-- QUESTIONS TO ANSWER --
(1) According to the text on the International Medical Center, how many operating rooms does the hospital have?
(2) From the text on the International Medical Center, reproduce the stretch from "IMC Provides health" through "in Medical care.".

Start of SOURCE TEXT

Geography
- Location: El Shorouk, Cairo Governorate, Egypt
- Coordinates: 30°11′38″N 31°39′22″E﻿ / ﻿30.193759°N 31.656105°E

Organisation
- Type: Military hospital

Services
- Beds: 800

History
- Opened: 2005

Links
- Website: www.imceg.com

= International Medical Center (Egypt) =

The International Medical Center (IMC) is Military hospital in El Shorouk city, Cairo Governorate, Egypt. The IMC is one of the largest tertiary health care hospitals in the Middle East. The IMC is part of the Armed Forces Medical Service Department in the Egyptian Armed Forces. The IMC, is an Egyptian hospital with a wide range of services provided by a high standard team. It is situated in El Shorouk city in Cairo - Ismailia Desert Road at km 42. away from city pollution. The IMC was established by the Egyptian Armed Forces with American expertise and cooperation from the US Army Corps of Engineers.

== History ==
It started operating in 2005. The IMC hospital has 800 Beds, 63 ICU Beds and 24 Operating Rooms. IMC is adapting to an International standard of patient care, not for profit, utilizing Egyptian and American patient care team management.
IMC Provides health care services in Egypt to local and international patients.

== Specialities ==
The IMC provides care for various medicine and surgery specialties (more than 100 consultants and specialists). The IMC has more than 10 'centers of excellence' in Medical care.

Major areas include: a cancer center (that offers all modalities of oncology management, Radiotherapy, and Chemotherapy), Geriatric medicine (Acute care, Day care and outpatient clinic), PET Scan (Early detection for cancer), Transplantation team (Renal, Liver and Pancreas), Cardiac Surgery, Specialized Paediatrics Center & Neonatal ICU, LG & Immunology Center, Eye care Center (Laser, Gamma Knife, Surgery, Rational Diseases), Gastroenterology & Endoscopy, Neurology & Neurosurgery, Interventional Radiology department, Vascular Surgery, Gynaecology / Obstetrics, Urology & Urodynamics unit, Plastic Surgery and ENT departments.

End of SOURCE TEXT
Start of RAW DATA

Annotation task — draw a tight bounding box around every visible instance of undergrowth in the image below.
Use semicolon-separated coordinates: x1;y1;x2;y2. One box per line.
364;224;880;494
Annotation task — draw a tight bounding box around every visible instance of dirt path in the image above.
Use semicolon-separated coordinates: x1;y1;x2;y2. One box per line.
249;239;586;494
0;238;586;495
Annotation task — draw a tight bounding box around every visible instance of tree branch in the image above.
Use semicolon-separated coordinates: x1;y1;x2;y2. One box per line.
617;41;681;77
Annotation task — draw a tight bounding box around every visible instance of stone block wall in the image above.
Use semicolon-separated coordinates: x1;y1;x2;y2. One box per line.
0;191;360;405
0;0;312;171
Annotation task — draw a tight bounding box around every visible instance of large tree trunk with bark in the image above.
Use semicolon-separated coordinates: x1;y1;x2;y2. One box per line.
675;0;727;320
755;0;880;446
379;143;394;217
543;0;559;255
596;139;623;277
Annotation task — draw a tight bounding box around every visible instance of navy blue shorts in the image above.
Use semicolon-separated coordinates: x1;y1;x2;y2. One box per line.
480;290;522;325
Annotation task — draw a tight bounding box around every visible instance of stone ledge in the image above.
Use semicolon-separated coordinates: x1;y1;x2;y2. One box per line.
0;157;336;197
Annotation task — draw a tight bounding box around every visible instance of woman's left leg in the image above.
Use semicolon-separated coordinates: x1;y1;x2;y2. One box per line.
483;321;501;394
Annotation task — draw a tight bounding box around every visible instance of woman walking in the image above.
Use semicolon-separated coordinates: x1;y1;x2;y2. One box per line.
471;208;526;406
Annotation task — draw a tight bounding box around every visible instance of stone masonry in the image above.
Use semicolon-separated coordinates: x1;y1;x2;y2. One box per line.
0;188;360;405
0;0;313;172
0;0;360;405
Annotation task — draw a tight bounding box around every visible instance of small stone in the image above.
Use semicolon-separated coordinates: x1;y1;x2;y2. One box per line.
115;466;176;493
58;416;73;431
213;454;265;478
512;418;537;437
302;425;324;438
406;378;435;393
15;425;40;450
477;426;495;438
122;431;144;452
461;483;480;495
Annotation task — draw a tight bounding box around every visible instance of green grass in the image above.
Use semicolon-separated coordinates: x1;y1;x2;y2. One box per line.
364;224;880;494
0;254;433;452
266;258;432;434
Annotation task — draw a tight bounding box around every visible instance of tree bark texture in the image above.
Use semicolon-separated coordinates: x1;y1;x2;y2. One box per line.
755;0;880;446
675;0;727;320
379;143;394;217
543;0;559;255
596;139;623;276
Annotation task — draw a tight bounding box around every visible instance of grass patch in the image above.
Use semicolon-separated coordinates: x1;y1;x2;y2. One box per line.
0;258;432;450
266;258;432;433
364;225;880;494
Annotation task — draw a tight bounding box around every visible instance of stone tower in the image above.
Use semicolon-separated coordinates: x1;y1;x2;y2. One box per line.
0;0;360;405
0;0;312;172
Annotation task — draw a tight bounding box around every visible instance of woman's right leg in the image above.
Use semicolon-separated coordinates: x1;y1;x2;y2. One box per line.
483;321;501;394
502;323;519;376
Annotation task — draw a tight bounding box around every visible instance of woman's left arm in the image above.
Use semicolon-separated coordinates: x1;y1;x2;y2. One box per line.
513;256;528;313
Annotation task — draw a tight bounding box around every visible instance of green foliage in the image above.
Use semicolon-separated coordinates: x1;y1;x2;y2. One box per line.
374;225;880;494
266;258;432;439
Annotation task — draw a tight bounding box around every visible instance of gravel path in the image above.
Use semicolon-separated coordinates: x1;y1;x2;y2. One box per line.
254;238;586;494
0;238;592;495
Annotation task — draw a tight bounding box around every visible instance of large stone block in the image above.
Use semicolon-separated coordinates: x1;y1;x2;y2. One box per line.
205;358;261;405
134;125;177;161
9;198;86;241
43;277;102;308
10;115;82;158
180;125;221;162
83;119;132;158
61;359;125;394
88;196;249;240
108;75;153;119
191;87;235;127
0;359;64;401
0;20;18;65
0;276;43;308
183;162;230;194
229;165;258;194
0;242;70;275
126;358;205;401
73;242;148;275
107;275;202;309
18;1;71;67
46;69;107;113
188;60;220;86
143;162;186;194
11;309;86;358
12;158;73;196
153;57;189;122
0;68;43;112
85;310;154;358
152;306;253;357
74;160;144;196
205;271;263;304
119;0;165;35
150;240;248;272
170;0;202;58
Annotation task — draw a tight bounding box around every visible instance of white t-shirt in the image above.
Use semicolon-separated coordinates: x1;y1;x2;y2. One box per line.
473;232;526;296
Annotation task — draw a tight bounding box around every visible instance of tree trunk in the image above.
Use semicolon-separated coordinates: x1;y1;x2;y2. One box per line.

End of RAW DATA

-- ANSWERS BY TASK --
(1) 24 operating rooms.

(2)
IMC Provides health care services in Egypt to local and international patients.

== Specialities ==
The IMC provides care for various medicine and surgery specialties (more than 100 consultants and specialists). The IMC has more than 10 'centers of excellence' in Medical care.